__YOUR TASK__. Copy the material below verbatim, leaving out the picture.

__RECORDS SHOWN__.
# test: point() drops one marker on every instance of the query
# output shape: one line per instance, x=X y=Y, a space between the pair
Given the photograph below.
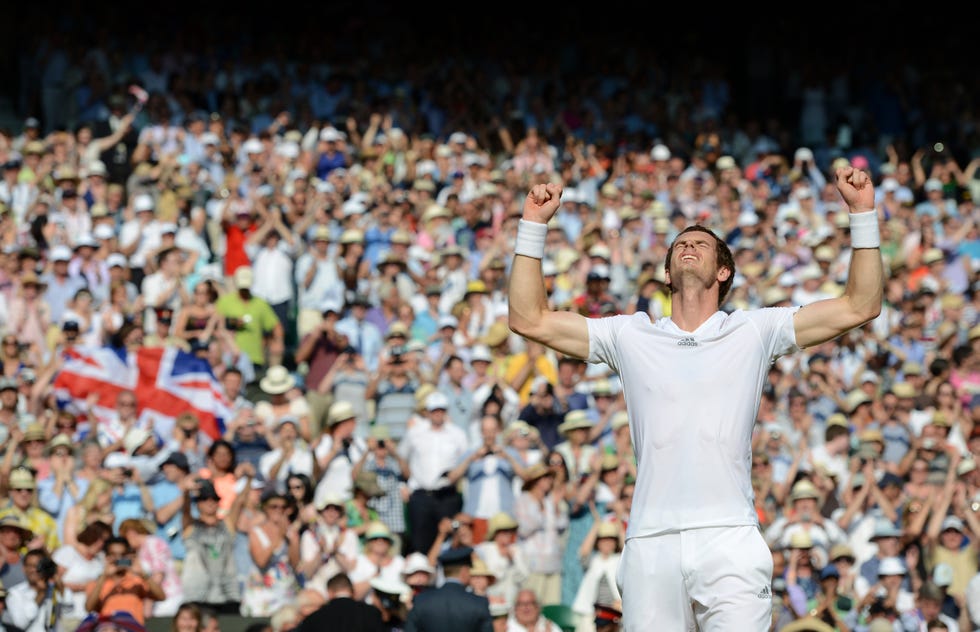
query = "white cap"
x=116 y=259
x=330 y=134
x=436 y=399
x=803 y=153
x=143 y=202
x=60 y=252
x=253 y=146
x=116 y=459
x=103 y=231
x=480 y=352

__FULL OUTPUT__.
# test: point() drops one marker on every instance of the query
# output shape: one line per instance, x=X y=Y, a space between the pair
Given the photograph below.
query = "white cap"
x=116 y=259
x=330 y=134
x=436 y=399
x=803 y=153
x=143 y=202
x=60 y=252
x=253 y=146
x=116 y=459
x=103 y=231
x=480 y=352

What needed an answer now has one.